• _Task instructions_:
- A) In two sentences, what does the passage about The Psychopath Test describe?
- B) Carry on the passage about The Psychopath Test, picking up after its final sentence.

The Psychopath Test, a work of non-fiction, begins as a real life mystery to discover the meaning and motivation behind selected mailings of a strange bound book entitled Being or Nothingness (notewe are not referring to Sartre’sBeing and Nothingness). Jon Ronson, a journalist and the author of the highly successful novel the Men Who Stare at Goats, is enlisted to find the source and make some sense of the text.

Many aspects of the authors life begin to arrive at certain parallels as the quest progresses and further mysteries unfurl themselves. He finds himself in conversation with members of the church of Scientology (who hold a strong opposition to the field of psychiatry) which leads to an interview with a particular inmate at the Broadmoor Asylum who claims he has faked madness as an escape a lengthy jail sentence.

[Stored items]
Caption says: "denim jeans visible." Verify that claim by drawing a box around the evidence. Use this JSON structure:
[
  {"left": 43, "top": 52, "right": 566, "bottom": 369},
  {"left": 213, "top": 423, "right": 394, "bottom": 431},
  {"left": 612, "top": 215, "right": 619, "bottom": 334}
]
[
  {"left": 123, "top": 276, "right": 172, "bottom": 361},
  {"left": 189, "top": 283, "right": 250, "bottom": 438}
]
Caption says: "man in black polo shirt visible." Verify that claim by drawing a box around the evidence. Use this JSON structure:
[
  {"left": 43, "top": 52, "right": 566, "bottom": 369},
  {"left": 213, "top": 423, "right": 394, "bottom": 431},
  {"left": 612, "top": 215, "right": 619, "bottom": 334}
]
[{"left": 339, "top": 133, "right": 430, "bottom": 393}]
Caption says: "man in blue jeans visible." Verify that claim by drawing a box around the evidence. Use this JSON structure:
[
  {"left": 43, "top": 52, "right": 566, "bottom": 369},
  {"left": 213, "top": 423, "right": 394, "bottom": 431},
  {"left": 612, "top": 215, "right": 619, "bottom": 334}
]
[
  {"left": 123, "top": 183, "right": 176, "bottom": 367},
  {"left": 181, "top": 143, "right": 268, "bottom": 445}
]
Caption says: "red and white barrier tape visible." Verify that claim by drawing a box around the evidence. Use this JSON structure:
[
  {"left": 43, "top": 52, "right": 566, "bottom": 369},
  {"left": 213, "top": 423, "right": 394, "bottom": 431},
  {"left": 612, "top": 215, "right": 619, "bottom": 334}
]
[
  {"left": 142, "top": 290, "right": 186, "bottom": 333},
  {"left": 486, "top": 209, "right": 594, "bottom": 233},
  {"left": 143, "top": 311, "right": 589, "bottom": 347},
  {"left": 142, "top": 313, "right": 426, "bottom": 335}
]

...

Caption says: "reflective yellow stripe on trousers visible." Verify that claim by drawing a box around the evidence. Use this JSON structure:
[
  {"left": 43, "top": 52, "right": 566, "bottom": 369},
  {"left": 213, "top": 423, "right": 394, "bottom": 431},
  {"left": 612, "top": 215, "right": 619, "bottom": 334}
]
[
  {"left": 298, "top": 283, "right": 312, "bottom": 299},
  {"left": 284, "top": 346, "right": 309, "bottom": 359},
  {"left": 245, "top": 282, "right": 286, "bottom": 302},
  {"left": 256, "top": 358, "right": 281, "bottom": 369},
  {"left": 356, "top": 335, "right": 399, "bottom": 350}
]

--

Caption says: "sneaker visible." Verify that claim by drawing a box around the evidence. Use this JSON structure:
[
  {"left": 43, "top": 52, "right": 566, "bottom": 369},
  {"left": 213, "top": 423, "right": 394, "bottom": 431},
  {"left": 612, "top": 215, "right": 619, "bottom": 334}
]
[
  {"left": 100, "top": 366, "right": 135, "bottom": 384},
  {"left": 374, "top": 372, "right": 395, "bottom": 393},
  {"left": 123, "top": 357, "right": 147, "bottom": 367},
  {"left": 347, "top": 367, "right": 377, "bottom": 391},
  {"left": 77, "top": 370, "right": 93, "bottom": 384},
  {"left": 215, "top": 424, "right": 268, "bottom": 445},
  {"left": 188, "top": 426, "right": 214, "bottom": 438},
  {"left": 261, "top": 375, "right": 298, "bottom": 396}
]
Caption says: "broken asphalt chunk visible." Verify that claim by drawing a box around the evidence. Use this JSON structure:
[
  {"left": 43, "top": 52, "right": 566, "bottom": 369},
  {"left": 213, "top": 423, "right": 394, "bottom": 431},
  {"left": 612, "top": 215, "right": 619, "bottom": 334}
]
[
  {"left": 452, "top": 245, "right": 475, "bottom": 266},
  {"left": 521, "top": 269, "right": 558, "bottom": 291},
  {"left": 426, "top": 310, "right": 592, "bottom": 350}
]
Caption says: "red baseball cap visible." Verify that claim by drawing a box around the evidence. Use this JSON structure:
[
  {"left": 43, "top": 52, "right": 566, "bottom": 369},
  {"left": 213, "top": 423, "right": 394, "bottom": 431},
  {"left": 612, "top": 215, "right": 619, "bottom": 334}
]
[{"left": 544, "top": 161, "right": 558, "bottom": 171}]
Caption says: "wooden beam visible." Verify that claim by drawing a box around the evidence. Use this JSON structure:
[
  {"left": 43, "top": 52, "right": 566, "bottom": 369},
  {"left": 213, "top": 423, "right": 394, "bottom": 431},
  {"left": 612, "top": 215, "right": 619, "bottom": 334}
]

• _Answers in order_:
- A) The Psychopath Test is a non-fiction book that begins as a real-life mystery, with journalist Jon Ronson enlisted to find the source of mailings of a strange bound book called Being or Nothingness and make sense of it. As the quest progresses, parallels with his own life emerge, and his conversations with Scientologists, who strongly oppose psychiatry, lead to an interview with a Broadmoor Asylum inmate who claims he faked madness to escape a lengthy jail sentence.

- B)
Ronson becomes intrigued with the concept of psychopathy and learns that there is a specific test that helps experts determine whether any individual has psychopathic tendencies.It should be noted that overall, these studies claim to reveal that 1 out of every 100 people happen to be psychopaths (you’re now cataloging and making a mental list of all the people you know, aren’t you?). He later applies the test to an infamously ruthless CEO after learning studies show that 4 out of every 100 big business, corporate leaders happen to be psychopaths. This interview with the man possessing a menagerie of predatorial creature artwork offers plenty of laughs. You may have heard an excerpt from this humorous section of the book and also the Broadmoor story on NPR’s This American Life.The Psychopath Test eventually extends from Ronson’s personal adventure to discuss the history of experimental treatments for troubled individuals, the present state of the psychiatric and mental health fields and also pharmaceutical industry. While Ronson carefully exhibits little or no bias on these aforementioned subjects, he skillfully presents issues at hand. Though his journey leads him to come face to face with serious and thought provoking dilemmas, Ronson is able find humor in certain situations and always keeps the reader entertained. At one stage the author writes, “I was writing a book about the madness industry and only just realizing that I was part of the industry.”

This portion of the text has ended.